(Beginning of LISTED ENTRIES)

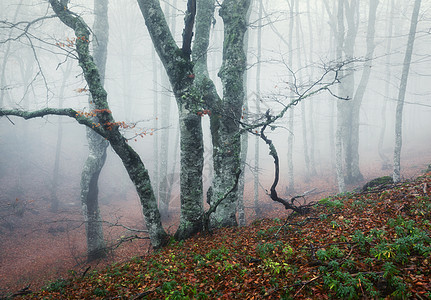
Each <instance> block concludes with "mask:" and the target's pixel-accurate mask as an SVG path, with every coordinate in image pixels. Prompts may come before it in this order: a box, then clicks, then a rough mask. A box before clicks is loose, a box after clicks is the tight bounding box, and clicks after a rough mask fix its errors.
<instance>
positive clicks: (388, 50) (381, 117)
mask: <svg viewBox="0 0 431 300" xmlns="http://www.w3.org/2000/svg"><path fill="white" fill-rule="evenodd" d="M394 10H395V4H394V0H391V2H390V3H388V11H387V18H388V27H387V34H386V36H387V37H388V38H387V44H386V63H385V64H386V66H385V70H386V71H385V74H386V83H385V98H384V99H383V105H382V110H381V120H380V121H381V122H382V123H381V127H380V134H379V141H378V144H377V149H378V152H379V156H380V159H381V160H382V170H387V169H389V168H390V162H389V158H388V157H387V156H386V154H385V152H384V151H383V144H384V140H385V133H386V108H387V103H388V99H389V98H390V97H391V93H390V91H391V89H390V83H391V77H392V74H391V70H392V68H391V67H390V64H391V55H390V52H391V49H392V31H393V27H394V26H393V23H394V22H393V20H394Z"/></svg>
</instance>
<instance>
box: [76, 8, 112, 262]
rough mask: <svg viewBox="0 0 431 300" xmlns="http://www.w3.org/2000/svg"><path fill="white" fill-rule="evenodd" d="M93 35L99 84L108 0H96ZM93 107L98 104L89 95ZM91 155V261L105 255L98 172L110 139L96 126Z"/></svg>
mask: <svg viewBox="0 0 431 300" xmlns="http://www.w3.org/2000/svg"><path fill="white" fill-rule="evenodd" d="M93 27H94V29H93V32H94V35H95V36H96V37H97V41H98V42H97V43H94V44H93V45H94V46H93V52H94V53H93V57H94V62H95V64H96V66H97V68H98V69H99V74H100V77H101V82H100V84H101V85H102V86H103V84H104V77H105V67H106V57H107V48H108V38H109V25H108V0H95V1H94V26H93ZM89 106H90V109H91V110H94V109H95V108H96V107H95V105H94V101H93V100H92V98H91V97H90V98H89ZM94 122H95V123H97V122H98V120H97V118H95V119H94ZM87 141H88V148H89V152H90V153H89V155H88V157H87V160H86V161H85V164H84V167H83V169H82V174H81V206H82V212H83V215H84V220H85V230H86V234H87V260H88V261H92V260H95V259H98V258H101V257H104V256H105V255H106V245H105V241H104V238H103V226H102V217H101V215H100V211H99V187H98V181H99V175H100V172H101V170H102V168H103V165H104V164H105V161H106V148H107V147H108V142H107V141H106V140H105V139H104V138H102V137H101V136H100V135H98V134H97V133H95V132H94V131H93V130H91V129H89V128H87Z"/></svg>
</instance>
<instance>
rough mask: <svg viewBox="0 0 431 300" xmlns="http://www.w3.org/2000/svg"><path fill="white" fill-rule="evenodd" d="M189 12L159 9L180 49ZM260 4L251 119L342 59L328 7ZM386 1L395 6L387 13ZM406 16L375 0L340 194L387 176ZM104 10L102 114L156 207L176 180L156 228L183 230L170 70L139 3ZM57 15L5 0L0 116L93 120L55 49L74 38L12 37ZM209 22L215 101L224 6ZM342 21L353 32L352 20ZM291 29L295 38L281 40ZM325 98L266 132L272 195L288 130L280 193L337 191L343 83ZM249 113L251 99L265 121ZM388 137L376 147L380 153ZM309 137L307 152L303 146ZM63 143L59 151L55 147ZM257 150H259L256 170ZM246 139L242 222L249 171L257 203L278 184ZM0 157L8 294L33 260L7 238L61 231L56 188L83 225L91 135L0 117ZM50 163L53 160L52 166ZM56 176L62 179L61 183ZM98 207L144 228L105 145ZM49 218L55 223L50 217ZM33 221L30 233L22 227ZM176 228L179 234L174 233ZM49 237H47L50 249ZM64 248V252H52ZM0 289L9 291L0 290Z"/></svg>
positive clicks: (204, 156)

(End of LISTED ENTRIES)

◆ WORK TO COMPLETE:
Down to the last line, print the material exactly, but not its pictures.

◆ ANSWER SPACE:
Each <instance> block concludes with "mask:" and the target's pixel-accurate mask as an SVG path, with every coordinate in image pixels. Prompts may come before it in this order: a box, then clicks, then a rough mask. A box before clicks is loose, a box after clicks is the tight bounding box, and clicks after a rough mask fix its errors.
<instance>
positive clicks: (388, 50) (381, 117)
mask: <svg viewBox="0 0 431 300" xmlns="http://www.w3.org/2000/svg"><path fill="white" fill-rule="evenodd" d="M394 10H395V4H394V0H391V2H390V3H388V11H387V18H388V27H387V34H386V36H387V37H388V38H387V44H386V63H385V64H386V66H385V70H386V71H385V74H386V83H385V98H384V99H383V105H382V110H381V120H380V121H381V122H382V123H381V127H380V134H379V141H378V144H377V149H378V152H379V156H380V159H381V160H382V170H387V169H389V168H390V162H389V158H388V157H387V156H386V154H385V152H384V151H383V144H384V140H385V133H386V108H387V103H388V99H389V98H390V97H391V93H390V91H391V89H390V83H391V77H392V74H391V70H392V68H391V67H390V64H391V55H390V52H391V49H392V31H393V27H394V26H393V23H394V22H393V20H394Z"/></svg>
</instance>
<instance>
box: [76, 8, 112, 262]
rough mask: <svg viewBox="0 0 431 300" xmlns="http://www.w3.org/2000/svg"><path fill="white" fill-rule="evenodd" d="M93 35L99 84L108 0H96ZM93 107L98 104L89 95ZM91 155V261L105 255L98 172L110 139L96 126Z"/></svg>
mask: <svg viewBox="0 0 431 300" xmlns="http://www.w3.org/2000/svg"><path fill="white" fill-rule="evenodd" d="M93 27H94V29H93V32H94V35H95V36H96V37H97V41H98V42H97V43H94V44H93V45H94V46H93V52H94V53H93V57H94V62H95V64H96V66H97V68H98V69H99V74H100V77H101V82H100V84H101V85H102V86H103V84H104V77H105V67H106V57H107V48H108V38H109V25H108V0H95V1H94V26H93ZM89 106H90V109H91V110H94V109H95V108H96V107H95V105H94V101H93V100H92V98H91V97H90V98H89ZM94 122H95V123H97V122H98V120H97V118H95V119H94ZM87 141H88V148H89V152H90V153H89V155H88V157H87V160H86V161H85V164H84V167H83V169H82V174H81V206H82V212H83V215H84V220H85V230H86V234H87V260H88V261H92V260H95V259H98V258H101V257H104V256H105V255H106V245H105V241H104V238H103V226H102V217H101V215H100V211H99V187H98V181H99V175H100V172H101V170H102V168H103V165H104V164H105V161H106V148H107V147H108V142H107V141H106V140H105V139H104V138H102V137H101V136H100V135H98V134H97V133H95V132H94V131H93V130H91V129H89V128H87Z"/></svg>
</instance>
<instance>
rough mask: <svg viewBox="0 0 431 300" xmlns="http://www.w3.org/2000/svg"><path fill="white" fill-rule="evenodd" d="M189 12L159 9L180 49ZM260 4L251 119L342 59L328 7ZM386 1L395 6L387 13ZM406 16L375 0L340 194L387 176ZM104 10L102 114L156 207L176 180L156 228L183 230L170 70L139 3ZM57 15L5 0L0 116L93 120L55 49L74 38L12 37ZM209 22L215 101L224 6ZM342 21L353 32L352 20ZM291 29L295 38L281 40ZM325 98L266 132L272 195L288 130L280 193L337 191L343 83ZM249 113L251 99L265 121ZM388 137L376 147L380 153ZM309 137L307 152L303 146ZM63 143L59 151L55 147ZM257 150H259L256 170ZM246 139L242 222L249 171L257 203L278 184ZM0 157L8 294L33 260L7 238L61 231L56 188L83 225L91 135L0 117ZM50 163L53 160L52 166ZM56 176L62 179L61 183ZM98 207L144 228L105 145ZM49 218L55 223L50 217ZM33 221L30 233L22 227ZM176 228L179 234L174 233ZM49 237H47L50 249ZM64 248V252H52ZM0 289L9 291L0 290Z"/></svg>
positive clicks: (204, 156)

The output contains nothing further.